Prompt:
Without the pictures, give the entries below again exactly as written.

Extracted material:
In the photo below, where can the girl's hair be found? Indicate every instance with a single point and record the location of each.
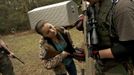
(39, 26)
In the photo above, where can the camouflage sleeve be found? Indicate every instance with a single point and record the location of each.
(52, 62)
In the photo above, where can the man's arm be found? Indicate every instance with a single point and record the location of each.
(51, 60)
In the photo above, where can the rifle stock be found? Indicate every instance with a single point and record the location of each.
(90, 62)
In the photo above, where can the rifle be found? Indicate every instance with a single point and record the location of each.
(91, 41)
(7, 52)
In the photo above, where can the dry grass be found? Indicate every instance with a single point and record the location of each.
(25, 46)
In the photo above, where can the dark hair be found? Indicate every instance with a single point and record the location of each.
(39, 26)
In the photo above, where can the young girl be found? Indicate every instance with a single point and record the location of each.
(56, 48)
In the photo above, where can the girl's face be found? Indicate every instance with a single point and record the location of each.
(49, 30)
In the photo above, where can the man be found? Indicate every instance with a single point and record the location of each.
(123, 17)
(6, 67)
(118, 14)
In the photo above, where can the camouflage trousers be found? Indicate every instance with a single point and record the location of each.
(6, 67)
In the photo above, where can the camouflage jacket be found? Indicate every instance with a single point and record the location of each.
(51, 57)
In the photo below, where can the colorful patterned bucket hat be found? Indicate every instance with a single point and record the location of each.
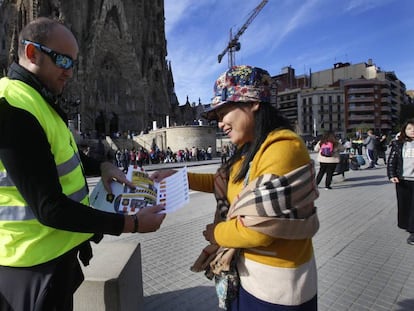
(240, 84)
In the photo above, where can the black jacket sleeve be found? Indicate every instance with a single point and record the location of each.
(26, 155)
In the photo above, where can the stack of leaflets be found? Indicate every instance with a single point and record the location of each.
(172, 192)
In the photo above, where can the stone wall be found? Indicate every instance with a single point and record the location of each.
(122, 80)
(180, 137)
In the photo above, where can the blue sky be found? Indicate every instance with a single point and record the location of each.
(304, 34)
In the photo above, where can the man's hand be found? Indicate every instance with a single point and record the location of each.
(150, 218)
(160, 175)
(109, 173)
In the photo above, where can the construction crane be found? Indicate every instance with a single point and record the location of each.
(234, 44)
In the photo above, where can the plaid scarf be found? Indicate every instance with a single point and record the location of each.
(279, 206)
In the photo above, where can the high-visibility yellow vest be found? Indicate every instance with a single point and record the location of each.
(24, 241)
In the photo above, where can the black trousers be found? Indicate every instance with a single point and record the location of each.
(328, 169)
(405, 201)
(46, 287)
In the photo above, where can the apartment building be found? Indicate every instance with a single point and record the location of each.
(342, 99)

Result of the task:
In the photo below, where can the girl's hair be found? Indicate every instance with a single point and record the location of each.
(39, 26)
In the photo above, where can the camouflage sleeve be found? Indicate every instance with a single point and record the location of each.
(52, 62)
In the photo above, where can the man's arm be found? Indicate every instance with a single point and record the location of each.
(51, 60)
In the photo above, where can the rifle stock be found? Indicate every instance with a single point and record the location of each.
(90, 62)
In the photo above, where can the rifle be found? Indicate every instance with a single point and record the location of each.
(91, 41)
(7, 52)
In the photo above, where can the dry grass be found? Indicate every instance with a single point and record the location of each.
(25, 46)
In the photo above, where can the dark hair be found? Indicate every instance with a single point and record the location of each.
(39, 26)
In the photo above, where can the young girl be found? Indicate every instance with a single point and record the location of each.
(56, 48)
In the photo above, where can the girl's face be found? Indicate every instance with a single point and record the location of each.
(49, 30)
In the photo above, where can the man be found? Indicate every instance with a single point and record the location of each.
(123, 17)
(6, 67)
(118, 14)
In the photo above, where can the camouflage trousers be found? Indicate every instance with a single point and record the location of each.
(6, 67)
In the photo above, where can the camouflage jacket be found? Indicate every instance with a single point and record the location of each.
(51, 57)
In the photo below, where can the colorful patterned bucket hat be found? Indicate every instance with a single point and record the location of each.
(240, 84)
In the photo above, where can the black jacket sleeve be found? Indicate every instance with a single point and record the location of each.
(26, 155)
In the photo above, where can the stack of leaflets be found? Indicate every instance with a single point and record the location of each.
(172, 192)
In the photo above, where can the stone wall be found? Indicate every instance with a single point and record the location of each.
(122, 80)
(180, 137)
In the photo above, where can the blue sky be found? Indicate every instance with a single point and record the location of each.
(304, 34)
In the photo above, where can the man's hand be found? Indicate every instance with a single point and record the location of each.
(150, 218)
(160, 175)
(109, 173)
In the photo above, where can the construction crane be found? Indicate every instance with a single point and record the location of each.
(234, 44)
In the photo above, where can the plaid scarf be found? Indicate every instance with a single point and record the location of each.
(279, 206)
In the photo above, where can the high-visibility yellow vest be found? Indicate every instance with a single point and record the location of each.
(24, 241)
In the photo above, where can the black trousers be found? Indicate every instance with a single point and record the location of each.
(328, 169)
(405, 201)
(46, 287)
In the photo above, where can the apartment building be found? Indicate every instance with a single point and record the location of each.
(342, 99)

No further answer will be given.